■ Exercises to complete:
(a) Copy out the portion of the text about Der Prinz von Homburg below that begins at the words "1960 opera by" and stops after "1960 in Hamburg.".
(b) Answer these questions from the text about Der Prinz von Homburg below:
(i) In which city and on what date did the opera premiere?
(ii) Who conducted the 1994 Munich recording released on DVD?
(iii) What voice type is assigned to the role of Friedrich Artur, Prince of Homburg?

■ Reading passage:
BEGIN

1960 opera by Hans Werner Henze

Der Prinz von Homburg (The Prince of Homburg) is a German-language opera in three acts by Hans Werner Henze with a libretto by Ingeborg Bachmann (1926–1973). It was completed in 1958 but premiered on 22 May 1960 in Hamburg.

==Background==
The text is based on the 1811 play, Prinz Friedrich von Homburg by Heinrich von Kleist. Frederick Bridgham prepared an English-language translation for the English National Opera/Schott 1996 production in London. The opera shows Henze's strong personal dislike of German militarism.

In a 1996 lecture, extracted and translated in the programme to the ENO 1996 production, Henze mentions the Leipzig tradition from Bach to Max Reger, Hermann Grabner and Wolfgang Fortner, the Viennese classical tradition and the Second Viennese School, in particular Beethoven and Arnold Schoenberg, Gustav Mahler and Stravinsky as influences. He describes how he contrasts "the beautiful old harmonies of yesterday" used to represent the Prince's dreamworld with "serially organized military music, with a predominance of fanfare-like fourths and fifths in the twelve-note row" used for the waking world.

==Performance and recording history==
There have been at least two multi-national productions of the opera. The premiere production was toured to London in 1962.

A revised production by Nikolaus Lehnhoff was first seen in the Cuvilliés Theatre, Munich. A DVD of this production, recorded in Munich in 1994 by the Bavarian State Opera, has been released with Wolfgang Sawallisch conducting and with a cast including François le Roux in the title role, MariAnne Häggander as Natalie and William Cochran and Helga Dernesch as the Elector and Electress.

Elgar Howarth won a 1997 Laurence Olivier Award for conducting ENO's Die Soldaten / The Prince of Homburg at the London Coliseum.

==Roles==

Roles, voice types, premiere cast
| Role | Voice type | Premiere cast, 22 May 1960 (Conductor: Leopold Ludwig) |
|---|---|---|
| Friedrich Wilhelm, Elector of Brandenburg | heldentenor | Helmuth Melchert |
| The Electress, his wife | contralto | Mimi Aarden |
| Princess Natalie of Orange, her niece | soprano | Liselotte Fölser |
| Field Marshal Dörfling | baritone | Vladimir Ruzdjak |
| Friedrich Artur, Prince of Homburg | high baritone | Toni Blankenheim |
| Colonel Obrist Kottwitz, in the Prince's regiment | bass | Herbert Fliether |
| Count Hohenzollern, attached to the Elector | lyric tenor | Heinz Hoppe |
| Three officers | tenor, baritone, bass |  |
| Three ladies-in-waiting | soprano, mezzo-soprano, contralto |  |
| Sergeant | baritone | Hermann Prey |
| Two orderlies | tenor, baritone |  |

==Synopsis==
The opera is set in Fehrbellin in Brandenburg during the Prusso-Swedish Wars in the seventeenth century, immediately around the Swedish defeat at the battle of Fehrbellin in 1675

Prince Friedrich and Princess Natalie are in love, and she is promised to him by the Elector. Field Marshal Dörfling outlines the plan of battle, but the Prince day-dreams about the princess. During the battle, not having listened to the orders he was given, he attacks prematurely, endangering the outcome by sending his cavalry after retreating Swedes. Nevertheless, the attack is successful. The Elector orders the arrest of the disobedient officer. The Prince is imprisoned, and the Elector is expected to ratify the sentence of death. The Prince appeals through Princess Natalie, but she is told that the Prince must agree with the legitimacy of the sentence. Natalie uses her Dragoons to free the Prince. Meanwhile, the Elector, knowing that he has taught the Prince his lesson, decides to pardon him. Blindfolded, the Prince is led towards his execution, but when the blindfold is removed, the Elector gives him the hand of the Princess.

END

■ Provided material:
BEGIN

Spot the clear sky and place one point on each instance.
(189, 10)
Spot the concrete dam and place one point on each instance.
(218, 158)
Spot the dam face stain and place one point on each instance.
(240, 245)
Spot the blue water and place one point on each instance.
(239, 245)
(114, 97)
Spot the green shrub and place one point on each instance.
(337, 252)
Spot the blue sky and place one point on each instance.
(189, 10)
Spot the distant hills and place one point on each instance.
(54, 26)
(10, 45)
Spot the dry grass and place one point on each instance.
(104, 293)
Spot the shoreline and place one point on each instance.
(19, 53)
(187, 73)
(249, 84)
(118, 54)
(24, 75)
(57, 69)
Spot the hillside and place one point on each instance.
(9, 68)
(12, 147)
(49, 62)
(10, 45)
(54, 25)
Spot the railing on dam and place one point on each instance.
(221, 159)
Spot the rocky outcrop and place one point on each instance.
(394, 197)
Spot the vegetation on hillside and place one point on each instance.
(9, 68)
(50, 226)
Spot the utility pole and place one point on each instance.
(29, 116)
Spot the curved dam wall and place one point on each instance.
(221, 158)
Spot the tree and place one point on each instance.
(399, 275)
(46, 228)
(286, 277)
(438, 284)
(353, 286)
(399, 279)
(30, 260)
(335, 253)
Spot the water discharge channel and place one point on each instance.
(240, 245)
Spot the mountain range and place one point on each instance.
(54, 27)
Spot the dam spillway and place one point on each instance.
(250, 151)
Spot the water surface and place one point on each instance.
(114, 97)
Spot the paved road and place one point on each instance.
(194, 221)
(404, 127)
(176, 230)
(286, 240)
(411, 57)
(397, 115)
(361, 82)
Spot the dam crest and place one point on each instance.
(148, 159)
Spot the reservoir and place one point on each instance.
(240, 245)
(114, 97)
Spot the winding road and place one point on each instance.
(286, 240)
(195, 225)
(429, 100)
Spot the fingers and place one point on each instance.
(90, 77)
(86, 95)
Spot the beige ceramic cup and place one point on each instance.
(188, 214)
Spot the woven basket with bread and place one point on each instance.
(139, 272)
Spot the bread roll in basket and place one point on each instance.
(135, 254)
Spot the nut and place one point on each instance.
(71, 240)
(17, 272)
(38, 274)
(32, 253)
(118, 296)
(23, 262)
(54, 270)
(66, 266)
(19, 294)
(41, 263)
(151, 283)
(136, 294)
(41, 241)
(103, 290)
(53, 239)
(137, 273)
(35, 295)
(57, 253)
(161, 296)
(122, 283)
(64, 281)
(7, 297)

END

■ Solved tasks:
(a)
1960 opera by Hans Werner Henze

Der Prinz von Homburg (The Prince of Homburg) is a German-language opera in three acts by Hans Werner Henze with a libretto by Ingeborg Bachmann (1926–1973). It was completed in 1958 but premiered on 22 May 1960 in Hamburg.

(b)
(i) Hamburg, on 22 May 1960.
(ii) Wolfgang Sawallisch.
(iii) High baritone.